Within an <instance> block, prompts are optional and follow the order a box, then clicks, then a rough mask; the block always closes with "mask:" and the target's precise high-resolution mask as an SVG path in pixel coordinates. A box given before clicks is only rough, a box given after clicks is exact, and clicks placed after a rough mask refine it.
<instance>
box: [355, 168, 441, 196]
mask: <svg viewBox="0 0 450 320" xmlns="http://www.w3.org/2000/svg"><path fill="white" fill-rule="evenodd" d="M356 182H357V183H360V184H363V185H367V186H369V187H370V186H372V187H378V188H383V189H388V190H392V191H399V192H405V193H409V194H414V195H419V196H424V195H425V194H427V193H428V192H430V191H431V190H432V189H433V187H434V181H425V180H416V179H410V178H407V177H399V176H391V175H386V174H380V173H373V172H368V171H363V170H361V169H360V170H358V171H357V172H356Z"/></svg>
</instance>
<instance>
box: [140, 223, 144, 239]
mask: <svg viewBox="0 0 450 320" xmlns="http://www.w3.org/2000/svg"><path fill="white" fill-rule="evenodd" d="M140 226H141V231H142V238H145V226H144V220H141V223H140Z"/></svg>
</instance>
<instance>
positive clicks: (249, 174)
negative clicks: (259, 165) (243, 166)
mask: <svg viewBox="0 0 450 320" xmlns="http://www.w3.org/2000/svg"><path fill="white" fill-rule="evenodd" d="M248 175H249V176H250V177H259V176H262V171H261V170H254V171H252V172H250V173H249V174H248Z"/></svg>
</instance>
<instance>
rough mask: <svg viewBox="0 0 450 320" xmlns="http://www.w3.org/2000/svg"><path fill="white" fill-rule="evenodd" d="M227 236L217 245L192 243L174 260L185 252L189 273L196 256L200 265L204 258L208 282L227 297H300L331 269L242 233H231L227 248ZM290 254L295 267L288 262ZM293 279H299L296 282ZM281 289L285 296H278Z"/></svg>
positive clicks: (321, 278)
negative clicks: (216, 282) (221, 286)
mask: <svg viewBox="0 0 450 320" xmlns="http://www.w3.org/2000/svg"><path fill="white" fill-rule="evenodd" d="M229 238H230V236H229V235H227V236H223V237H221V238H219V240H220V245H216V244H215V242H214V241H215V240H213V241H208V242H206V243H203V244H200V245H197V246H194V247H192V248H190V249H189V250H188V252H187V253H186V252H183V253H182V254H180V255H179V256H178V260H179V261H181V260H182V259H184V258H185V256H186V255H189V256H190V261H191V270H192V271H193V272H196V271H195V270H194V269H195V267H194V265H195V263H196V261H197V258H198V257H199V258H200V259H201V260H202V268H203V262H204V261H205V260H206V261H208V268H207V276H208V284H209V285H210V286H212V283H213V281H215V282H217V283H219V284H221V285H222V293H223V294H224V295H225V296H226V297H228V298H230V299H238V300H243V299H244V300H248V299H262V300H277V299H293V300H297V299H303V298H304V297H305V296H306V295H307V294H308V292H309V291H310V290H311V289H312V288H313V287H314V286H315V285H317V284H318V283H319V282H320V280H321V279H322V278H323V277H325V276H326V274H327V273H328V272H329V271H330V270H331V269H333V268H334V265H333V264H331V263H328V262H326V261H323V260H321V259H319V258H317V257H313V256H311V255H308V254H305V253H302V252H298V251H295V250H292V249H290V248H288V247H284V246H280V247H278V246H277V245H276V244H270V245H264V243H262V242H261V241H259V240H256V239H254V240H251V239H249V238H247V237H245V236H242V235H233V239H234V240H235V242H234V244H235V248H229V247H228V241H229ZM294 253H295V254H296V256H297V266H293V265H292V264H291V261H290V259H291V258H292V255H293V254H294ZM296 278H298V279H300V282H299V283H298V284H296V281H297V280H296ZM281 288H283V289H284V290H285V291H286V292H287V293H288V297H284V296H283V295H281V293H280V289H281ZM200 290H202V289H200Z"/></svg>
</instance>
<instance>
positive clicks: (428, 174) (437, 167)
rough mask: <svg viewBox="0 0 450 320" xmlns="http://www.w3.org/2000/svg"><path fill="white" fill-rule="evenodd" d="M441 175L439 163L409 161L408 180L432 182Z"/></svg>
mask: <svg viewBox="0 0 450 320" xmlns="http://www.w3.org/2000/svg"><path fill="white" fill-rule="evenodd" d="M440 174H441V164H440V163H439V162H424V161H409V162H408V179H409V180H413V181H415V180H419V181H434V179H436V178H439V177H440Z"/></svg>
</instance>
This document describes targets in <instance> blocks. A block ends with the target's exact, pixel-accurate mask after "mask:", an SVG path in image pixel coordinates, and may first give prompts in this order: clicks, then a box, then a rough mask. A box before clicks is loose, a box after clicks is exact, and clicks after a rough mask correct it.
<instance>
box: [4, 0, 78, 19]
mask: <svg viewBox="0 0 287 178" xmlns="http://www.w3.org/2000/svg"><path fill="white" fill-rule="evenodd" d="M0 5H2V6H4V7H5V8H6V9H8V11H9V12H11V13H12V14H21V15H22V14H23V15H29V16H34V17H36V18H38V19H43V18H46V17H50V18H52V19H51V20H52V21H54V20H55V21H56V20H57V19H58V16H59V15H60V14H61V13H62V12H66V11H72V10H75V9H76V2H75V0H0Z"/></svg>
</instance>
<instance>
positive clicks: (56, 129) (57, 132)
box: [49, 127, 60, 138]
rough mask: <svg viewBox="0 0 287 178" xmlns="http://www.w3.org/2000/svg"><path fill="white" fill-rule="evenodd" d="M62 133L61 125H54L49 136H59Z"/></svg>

======

Each record above needs to be given again exactly as written.

Within an <instance> block, prompts are optional and follow the order a box, then clicks, then a rough mask; the block always closes with "mask:" and the target's precise high-resolution mask as an SVG path in pixel coordinates. A box given before clicks is only rough, a box given after clicks is exact, and clicks placed after a rough mask refine it.
<instance>
box: [355, 168, 441, 196]
mask: <svg viewBox="0 0 450 320" xmlns="http://www.w3.org/2000/svg"><path fill="white" fill-rule="evenodd" d="M356 182H357V183H360V184H363V185H367V186H369V187H370V186H372V187H378V188H383V189H388V190H392V191H399V192H405V193H409V194H414V195H419V196H424V195H425V194H427V193H428V192H430V191H431V190H432V189H433V187H434V181H425V180H416V179H410V178H407V177H399V176H391V175H386V174H380V173H373V172H368V171H363V170H361V169H360V170H358V171H357V172H356Z"/></svg>
</instance>
<instance>
box: [140, 223, 144, 239]
mask: <svg viewBox="0 0 450 320" xmlns="http://www.w3.org/2000/svg"><path fill="white" fill-rule="evenodd" d="M140 226H141V231H142V238H145V226H144V220H141V223H140Z"/></svg>
</instance>
<instance>
positive clicks: (249, 174)
negative clicks: (259, 165) (243, 166)
mask: <svg viewBox="0 0 450 320" xmlns="http://www.w3.org/2000/svg"><path fill="white" fill-rule="evenodd" d="M248 175H249V176H250V177H259V176H262V171H261V170H254V171H252V172H250V173H249V174H248Z"/></svg>
</instance>
<instance>
rough mask: <svg viewBox="0 0 450 320" xmlns="http://www.w3.org/2000/svg"><path fill="white" fill-rule="evenodd" d="M227 236L217 245L192 243L174 260L185 252L189 273L196 256L200 265L204 258L208 282L227 297H300L331 269L242 233H231L227 248ZM290 254L295 267L288 262ZM293 279H299L296 282ZM281 289L285 296H278Z"/></svg>
positive clicks: (321, 278)
negative clicks: (216, 282) (221, 286)
mask: <svg viewBox="0 0 450 320" xmlns="http://www.w3.org/2000/svg"><path fill="white" fill-rule="evenodd" d="M229 238H230V236H229V235H227V236H223V237H221V238H219V240H220V245H216V244H215V242H214V241H215V240H213V241H208V242H206V243H203V244H200V245H197V246H194V247H192V248H190V249H189V250H188V252H187V253H186V252H183V253H182V254H180V255H179V256H178V260H179V261H181V260H182V259H184V258H185V256H186V255H189V256H190V261H191V270H192V271H193V272H196V271H195V270H194V269H195V267H194V265H195V263H196V261H197V258H198V257H199V258H200V259H201V260H202V268H203V262H204V261H205V260H206V261H208V268H207V276H208V284H209V285H210V286H212V283H213V281H215V282H217V283H219V284H221V285H222V293H223V294H224V295H225V296H226V297H228V298H230V299H238V300H243V299H244V300H248V299H262V300H277V299H293V300H297V299H303V298H304V297H305V296H306V295H307V294H308V292H309V291H310V290H311V289H312V288H313V287H314V286H315V285H317V284H318V283H319V282H320V280H321V279H322V278H323V277H325V276H326V274H327V273H328V272H329V271H330V270H331V269H333V268H334V265H333V264H331V263H328V262H326V261H323V260H321V259H319V258H317V257H313V256H311V255H308V254H305V253H302V252H298V251H295V250H292V249H290V248H288V247H284V246H280V247H278V246H277V245H276V244H270V245H264V243H262V242H261V241H259V240H256V239H254V240H251V239H249V238H247V237H245V236H242V235H233V239H234V240H235V242H234V244H235V248H229V247H228V241H229ZM294 253H295V254H296V256H297V266H293V265H292V264H291V261H290V259H291V258H292V255H293V254H294ZM296 278H298V279H300V282H299V283H298V284H296V281H297V280H296ZM281 288H283V289H284V290H285V291H286V292H287V293H288V297H284V296H283V295H281V293H280V289H281ZM200 290H202V289H200Z"/></svg>
</instance>
<instance>
positive clicks: (428, 174) (437, 167)
rough mask: <svg viewBox="0 0 450 320" xmlns="http://www.w3.org/2000/svg"><path fill="white" fill-rule="evenodd" d="M441 175L439 163L409 161L408 180L432 182Z"/></svg>
mask: <svg viewBox="0 0 450 320" xmlns="http://www.w3.org/2000/svg"><path fill="white" fill-rule="evenodd" d="M440 174H441V164H440V163H439V162H424V161H409V162H408V179H409V180H413V181H415V180H419V181H434V179H436V178H439V177H440Z"/></svg>
</instance>
This document describes targets in <instance> blocks. A block ends with the target's exact, pixel-accurate mask after "mask:", an SVG path in image pixel coordinates, and may first give prompts in this order: clicks, then a box, then a rough mask. A box before clicks is loose, a box after clicks is exact, and clicks after a rough mask correct it.
<instance>
box: [4, 0, 78, 19]
mask: <svg viewBox="0 0 287 178" xmlns="http://www.w3.org/2000/svg"><path fill="white" fill-rule="evenodd" d="M0 5H2V6H4V7H5V8H6V9H8V11H9V12H11V13H12V14H21V15H22V14H23V15H29V16H34V17H36V18H38V19H43V18H46V17H50V18H52V19H51V20H52V21H54V20H55V21H56V20H57V19H58V16H59V15H60V14H61V13H62V12H66V11H72V10H75V9H76V2H75V0H0Z"/></svg>
</instance>
<instance>
positive clicks: (56, 129) (57, 132)
box: [49, 127, 60, 138]
rough mask: <svg viewBox="0 0 287 178" xmlns="http://www.w3.org/2000/svg"><path fill="white" fill-rule="evenodd" d="M62 133L61 125H54L49 136H59Z"/></svg>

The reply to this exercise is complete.